--- DATA SUPPLIED ---
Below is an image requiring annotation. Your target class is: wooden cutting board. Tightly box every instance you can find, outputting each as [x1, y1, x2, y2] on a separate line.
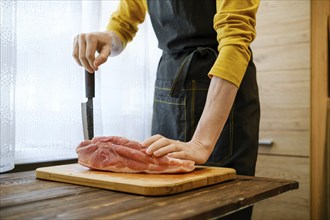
[36, 164, 236, 196]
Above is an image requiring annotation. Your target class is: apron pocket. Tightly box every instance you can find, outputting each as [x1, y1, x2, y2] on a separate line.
[151, 80, 187, 141]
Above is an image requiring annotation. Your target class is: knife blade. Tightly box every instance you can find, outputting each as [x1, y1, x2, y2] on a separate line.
[81, 70, 95, 140]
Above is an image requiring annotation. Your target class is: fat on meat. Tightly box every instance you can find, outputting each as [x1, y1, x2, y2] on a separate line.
[76, 136, 195, 173]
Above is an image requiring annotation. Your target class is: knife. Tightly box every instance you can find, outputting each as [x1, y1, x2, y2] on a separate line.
[81, 70, 95, 140]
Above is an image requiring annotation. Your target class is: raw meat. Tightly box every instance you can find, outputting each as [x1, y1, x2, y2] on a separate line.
[76, 136, 195, 173]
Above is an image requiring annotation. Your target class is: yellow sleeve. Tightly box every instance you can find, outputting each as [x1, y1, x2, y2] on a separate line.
[107, 0, 147, 47]
[209, 0, 260, 87]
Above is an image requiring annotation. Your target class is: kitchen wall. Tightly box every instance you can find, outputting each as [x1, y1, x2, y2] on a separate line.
[252, 0, 311, 219]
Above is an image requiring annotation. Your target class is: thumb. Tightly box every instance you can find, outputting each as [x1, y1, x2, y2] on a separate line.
[94, 46, 110, 68]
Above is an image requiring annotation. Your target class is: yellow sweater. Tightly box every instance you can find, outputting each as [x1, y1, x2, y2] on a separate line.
[107, 0, 260, 87]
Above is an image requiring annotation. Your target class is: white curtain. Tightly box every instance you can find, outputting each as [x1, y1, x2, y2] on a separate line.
[1, 0, 160, 172]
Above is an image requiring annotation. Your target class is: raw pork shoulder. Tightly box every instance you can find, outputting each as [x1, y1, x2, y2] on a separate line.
[76, 136, 195, 173]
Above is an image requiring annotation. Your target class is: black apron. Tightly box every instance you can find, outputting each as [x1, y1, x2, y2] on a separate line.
[147, 0, 260, 178]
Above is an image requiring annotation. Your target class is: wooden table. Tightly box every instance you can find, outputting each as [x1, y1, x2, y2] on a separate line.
[0, 171, 298, 219]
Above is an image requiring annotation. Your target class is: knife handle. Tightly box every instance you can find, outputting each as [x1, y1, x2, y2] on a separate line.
[85, 70, 95, 98]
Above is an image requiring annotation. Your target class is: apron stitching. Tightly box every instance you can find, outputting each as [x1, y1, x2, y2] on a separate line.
[169, 55, 189, 96]
[184, 97, 187, 142]
[191, 80, 196, 136]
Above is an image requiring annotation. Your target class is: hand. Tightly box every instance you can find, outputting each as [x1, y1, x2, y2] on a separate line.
[142, 134, 212, 164]
[72, 31, 113, 73]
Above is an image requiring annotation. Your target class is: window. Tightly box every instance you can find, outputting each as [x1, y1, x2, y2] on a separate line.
[0, 0, 160, 171]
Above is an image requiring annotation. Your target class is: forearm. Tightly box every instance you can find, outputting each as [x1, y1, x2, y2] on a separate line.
[191, 76, 238, 159]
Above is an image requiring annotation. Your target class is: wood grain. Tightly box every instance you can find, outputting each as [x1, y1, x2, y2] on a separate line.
[253, 155, 310, 220]
[252, 0, 313, 219]
[0, 172, 298, 219]
[36, 164, 236, 196]
[311, 1, 330, 219]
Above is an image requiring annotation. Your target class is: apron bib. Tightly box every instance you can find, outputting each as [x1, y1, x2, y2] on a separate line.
[148, 0, 260, 175]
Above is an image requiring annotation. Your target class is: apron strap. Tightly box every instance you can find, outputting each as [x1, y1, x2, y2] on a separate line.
[169, 47, 218, 98]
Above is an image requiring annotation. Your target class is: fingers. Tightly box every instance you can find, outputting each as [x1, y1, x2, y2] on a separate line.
[72, 32, 111, 73]
[142, 135, 180, 157]
[94, 44, 111, 70]
[142, 134, 163, 147]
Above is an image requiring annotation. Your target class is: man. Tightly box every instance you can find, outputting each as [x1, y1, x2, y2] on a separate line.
[73, 0, 260, 216]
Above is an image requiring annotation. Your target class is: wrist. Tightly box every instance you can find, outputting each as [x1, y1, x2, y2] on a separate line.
[106, 31, 124, 57]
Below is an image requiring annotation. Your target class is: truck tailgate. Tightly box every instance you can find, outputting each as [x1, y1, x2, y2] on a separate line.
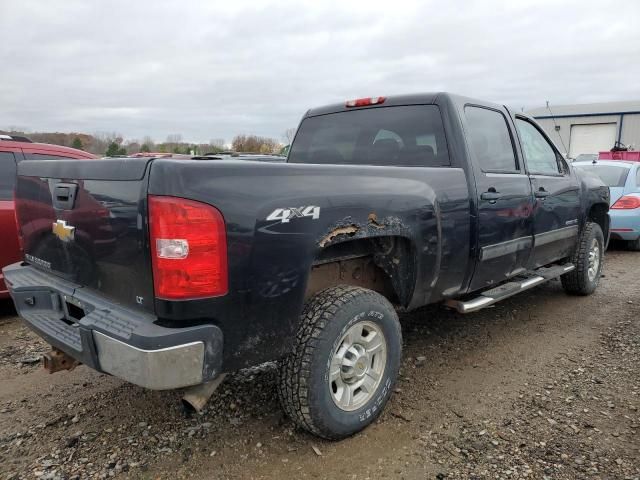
[16, 158, 153, 311]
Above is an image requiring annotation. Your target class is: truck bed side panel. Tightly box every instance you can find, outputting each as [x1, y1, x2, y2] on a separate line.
[149, 159, 470, 369]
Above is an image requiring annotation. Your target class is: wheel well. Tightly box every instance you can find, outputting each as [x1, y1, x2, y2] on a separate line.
[305, 236, 415, 306]
[587, 203, 609, 241]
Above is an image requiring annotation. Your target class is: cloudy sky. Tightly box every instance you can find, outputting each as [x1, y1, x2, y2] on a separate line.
[0, 0, 640, 142]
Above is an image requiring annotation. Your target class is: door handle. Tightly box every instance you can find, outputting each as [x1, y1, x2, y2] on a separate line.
[534, 187, 549, 198]
[480, 189, 502, 202]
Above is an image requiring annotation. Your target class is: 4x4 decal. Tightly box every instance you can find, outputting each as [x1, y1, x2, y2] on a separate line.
[267, 205, 320, 223]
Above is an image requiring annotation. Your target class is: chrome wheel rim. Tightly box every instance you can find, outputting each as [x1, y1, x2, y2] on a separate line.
[329, 321, 387, 412]
[587, 238, 600, 282]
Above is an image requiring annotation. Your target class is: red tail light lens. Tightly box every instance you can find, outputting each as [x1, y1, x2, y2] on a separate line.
[345, 97, 386, 108]
[611, 195, 640, 210]
[149, 195, 228, 300]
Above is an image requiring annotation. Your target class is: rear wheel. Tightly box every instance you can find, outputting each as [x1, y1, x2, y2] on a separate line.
[278, 285, 402, 439]
[560, 222, 604, 295]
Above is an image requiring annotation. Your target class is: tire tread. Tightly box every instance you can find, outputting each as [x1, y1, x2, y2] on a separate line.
[278, 285, 399, 440]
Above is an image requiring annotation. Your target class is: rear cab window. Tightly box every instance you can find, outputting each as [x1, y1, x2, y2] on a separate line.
[574, 164, 631, 187]
[516, 118, 569, 176]
[464, 105, 520, 173]
[0, 152, 16, 201]
[288, 105, 451, 167]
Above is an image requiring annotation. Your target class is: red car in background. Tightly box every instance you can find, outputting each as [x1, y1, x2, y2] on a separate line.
[0, 135, 96, 299]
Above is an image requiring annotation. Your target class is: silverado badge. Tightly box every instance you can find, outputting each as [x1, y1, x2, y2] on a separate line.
[53, 220, 76, 242]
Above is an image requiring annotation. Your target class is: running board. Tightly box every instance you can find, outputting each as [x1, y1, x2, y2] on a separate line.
[444, 263, 576, 313]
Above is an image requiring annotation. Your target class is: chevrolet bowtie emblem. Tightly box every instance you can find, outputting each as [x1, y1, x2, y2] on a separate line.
[53, 220, 76, 242]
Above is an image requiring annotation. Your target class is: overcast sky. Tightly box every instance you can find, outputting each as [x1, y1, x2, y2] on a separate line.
---
_TASK DETAILS_
Present the records above as a Markdown table with the columns Row and Text, giving each non-blank line its own numbered row. Omit the pictures from the table.

_EXERCISE ANSWER_
| Row | Text |
|---|---|
| 1 | Below is an image requiring annotation. Your target class is: wooden cutting board. Tightly box every instance you can find, outputting each as [x1, y1, x2, y2] on a separate line. |
| 2 | [36, 164, 236, 196] |
| 3 | Above is an image requiring annotation. Your target class is: apron pocket. Tightly box every instance you can find, outputting each as [x1, y1, x2, y2] on a separate line. |
| 4 | [151, 80, 187, 141] |
| 5 | Above is an image requiring annotation. Your target class is: knife blade. Tightly box every instance you can find, outputting each as [x1, y1, x2, y2] on a separate line. |
| 6 | [81, 70, 95, 140] |
| 7 | Above is an image requiring annotation. Your target class is: fat on meat. Tightly box every instance you can find, outputting each as [x1, y1, x2, y2] on a separate line. |
| 8 | [76, 136, 195, 173] |
| 9 | Above is an image requiring annotation. Your target class is: knife. Tightly box every instance you can find, outputting each as [x1, y1, x2, y2] on a separate line. |
| 10 | [81, 70, 95, 140] |
| 11 | Above is an image requiring annotation. Your target class is: raw meat. Tightly box every instance you can find, outputting each as [x1, y1, x2, y2] on a separate line. |
| 12 | [76, 136, 195, 173] |
| 13 | Above is an image requiring annotation. Your target class is: yellow sleeve. Tightly box every instance you can find, outputting each as [x1, y1, x2, y2] on a separate line. |
| 14 | [107, 0, 147, 47] |
| 15 | [209, 0, 260, 87] |
| 16 | Above is an image requiring annotation. Your target class is: kitchen wall. Tightly box every instance you can find, outputting each as [x1, y1, x2, y2] on a separate line. |
| 17 | [252, 0, 311, 219] |
| 18 | Above is an image requiring annotation. Your target class is: thumb. Tightly box every instance you can find, outputting each as [x1, y1, x2, y2] on a separate line. |
| 19 | [94, 46, 110, 68] |
| 20 | Above is an image requiring annotation. Your target class is: yellow sweater. Tightly box every instance you can find, outputting each as [x1, y1, x2, y2] on a separate line. |
| 21 | [107, 0, 260, 87] |
| 22 | Above is an image requiring annotation. Your target class is: white curtain. Tightly box every instance you can find, outputting each as [x1, y1, x2, y2] on a separate line. |
| 23 | [1, 0, 160, 172] |
| 24 | Above is an image requiring annotation. Your target class is: raw pork shoulder. Tightly box every instance you can find, outputting each as [x1, y1, x2, y2] on a separate line. |
| 25 | [76, 136, 195, 173] |
| 26 | Above is an image requiring annotation. Your target class is: black apron. Tightly box every instance you can find, outputting each as [x1, y1, x2, y2] on a separate line. |
| 27 | [147, 0, 260, 178] |
| 28 | Above is an image requiring annotation. Your target class is: wooden table. Tightly box every instance you can find, outputting each as [x1, y1, x2, y2] on a separate line. |
| 29 | [0, 171, 298, 219] |
| 30 | Above is an image requiring annotation. Your target class is: knife handle. Tightly box every instance you can find, outputting each as [x1, y1, x2, y2] on a separate line. |
| 31 | [85, 70, 95, 98] |
| 32 | Above is an image requiring annotation. Your target class is: apron stitching. Tightly box every instance you can find, outputting each as [x1, y1, x2, y2] on a separate line. |
| 33 | [169, 55, 189, 96] |
| 34 | [184, 97, 187, 142] |
| 35 | [191, 80, 196, 136] |
| 36 | Above is an image requiring annotation. Your target class is: hand. Tightly box every instance you can find, outputting each as [x1, y1, x2, y2] on a separate line. |
| 37 | [142, 134, 212, 164] |
| 38 | [72, 31, 113, 73] |
| 39 | Above is an image requiring annotation. Your target class is: window. Tightly box every instance you can find, outputting each as [x1, y1, x2, y2] on a separate line. |
| 40 | [0, 0, 160, 171] |
| 41 | Above is an image requiring annotation. Your target class is: forearm. Tightly box every instance you can find, outputting each as [x1, y1, x2, y2] on a separate line. |
| 42 | [191, 76, 238, 159] |
| 43 | Above is an image requiring annotation. Your target class is: wood grain. Tightly box every instance you can find, outputting each as [x1, y1, x2, y2] on a separate line. |
| 44 | [253, 155, 310, 220] |
| 45 | [252, 0, 313, 219] |
| 46 | [0, 172, 298, 219] |
| 47 | [36, 164, 236, 196] |
| 48 | [311, 1, 330, 219] |
| 49 | Above is an image requiring annotation. Your target class is: apron bib. Tightly box every instance you can find, outputting each as [x1, y1, x2, y2] on a separate line. |
| 50 | [148, 0, 260, 175] |
| 51 | Above is an image requiring annotation. Your target class is: apron strap. Tightly box every instance you can find, outputting each as [x1, y1, x2, y2] on a separate line. |
| 52 | [169, 47, 218, 98] |
| 53 | Above is an image requiring annotation. Your target class is: fingers. Tightly box every instance you can find, outputting each as [x1, y1, x2, y2] on a separate line. |
| 54 | [72, 32, 111, 73] |
| 55 | [142, 135, 180, 157] |
| 56 | [94, 44, 111, 70] |
| 57 | [142, 134, 163, 147] |
| 58 | Above is an image requiring annotation. Your target class is: man. Tightly box every instance you can find, outputting each as [x1, y1, x2, y2] on a separate line. |
| 59 | [73, 0, 260, 216] |
| 60 | Above is an image requiring annotation. Your target class is: wrist. Tightly box every instance you can find, outputting each as [x1, y1, x2, y2] on a separate line. |
| 61 | [106, 31, 124, 57] |
| 62 | Below is an image requiring annotation. Your target class is: truck tailgate. Tightly box every instance you can find, outputting each as [x1, y1, x2, y2] on a separate line. |
| 63 | [16, 158, 153, 311] |
| 64 | Above is an image requiring annotation. Your target class is: truck bed side panel. Tightly box every instance you can find, outputting each as [x1, y1, x2, y2] on a separate line. |
| 65 | [149, 159, 470, 369] |
| 66 | Above is an image requiring annotation. Your target class is: wheel well. Tightly box every instance you can find, outputting each as [x1, y1, x2, y2] on a separate line. |
| 67 | [305, 236, 415, 306] |
| 68 | [587, 203, 609, 241] |
| 69 | Above is an image requiring annotation. Your target class is: cloudy sky. Tightly box every instance you can find, outputting each as [x1, y1, x2, y2] on a separate line. |
| 70 | [0, 0, 640, 142] |
| 71 | Above is an image requiring annotation. Your target class is: door handle. Tightly box every instance you can find, outputting each as [x1, y1, x2, y2] on a separate line. |
| 72 | [534, 187, 549, 198] |
| 73 | [480, 189, 502, 202] |
| 74 | Above is an image requiring annotation. Your target class is: 4x4 decal. Tightly box every instance you can find, outputting each as [x1, y1, x2, y2] on a separate line. |
| 75 | [267, 205, 320, 223] |
| 76 | Above is an image requiring annotation. Your target class is: chrome wheel rim. Tightly box every instance you can find, outputting each as [x1, y1, x2, y2] on a separate line. |
| 77 | [329, 321, 387, 412] |
| 78 | [587, 238, 600, 282] |
| 79 | Above is an image requiring annotation. Your target class is: red tail light lens. Tightly box every instance you can find, outputting each as [x1, y1, x2, y2] on a separate line. |
| 80 | [345, 97, 386, 108] |
| 81 | [611, 195, 640, 210] |
| 82 | [149, 195, 228, 300] |
| 83 | Above is an image requiring annotation. Your target class is: rear wheel. Tightly box every instance you can find, outputting each as [x1, y1, x2, y2] on a separate line. |
| 84 | [278, 285, 402, 439] |
| 85 | [560, 222, 604, 295] |
| 86 | Above is an image requiring annotation. Your target class is: tire tread. Tightly box every instance you can find, outputting each as [x1, y1, x2, y2] on a separate line. |
| 87 | [278, 285, 399, 440] |
| 88 | Above is an image requiring annotation. Your target class is: rear cab window. Tightly box every instance you can find, outputting each as [x1, y1, x2, y2] on a separate line. |
| 89 | [574, 164, 631, 187] |
| 90 | [516, 118, 569, 176] |
| 91 | [464, 105, 520, 173] |
| 92 | [0, 152, 16, 201] |
| 93 | [288, 105, 451, 167] |
| 94 | Above is an image requiring annotation. Your target class is: red car in background. Tightly box every instance you can find, outputting each as [x1, y1, x2, y2] on a separate line. |
| 95 | [0, 135, 96, 299] |
| 96 | Above is an image requiring annotation. Your target class is: silverado badge. Tightly box every instance you can find, outputting each as [x1, y1, x2, y2] on a separate line. |
| 97 | [53, 220, 76, 242] |
| 98 | Above is an image requiring annotation. Your target class is: running board. Tightly box every instance you can find, outputting each as [x1, y1, x2, y2] on a separate line. |
| 99 | [444, 263, 576, 313] |
| 100 | Above is an image requiring annotation. Your target class is: chevrolet bowtie emblem. Tightly box every instance you can find, outputting each as [x1, y1, x2, y2] on a separate line. |
| 101 | [53, 220, 76, 242] |
| 102 | Above is an image requiring annotation. Your target class is: overcast sky. Tightly box every instance you can find, outputting each as [x1, y1, x2, y2] on a separate line. |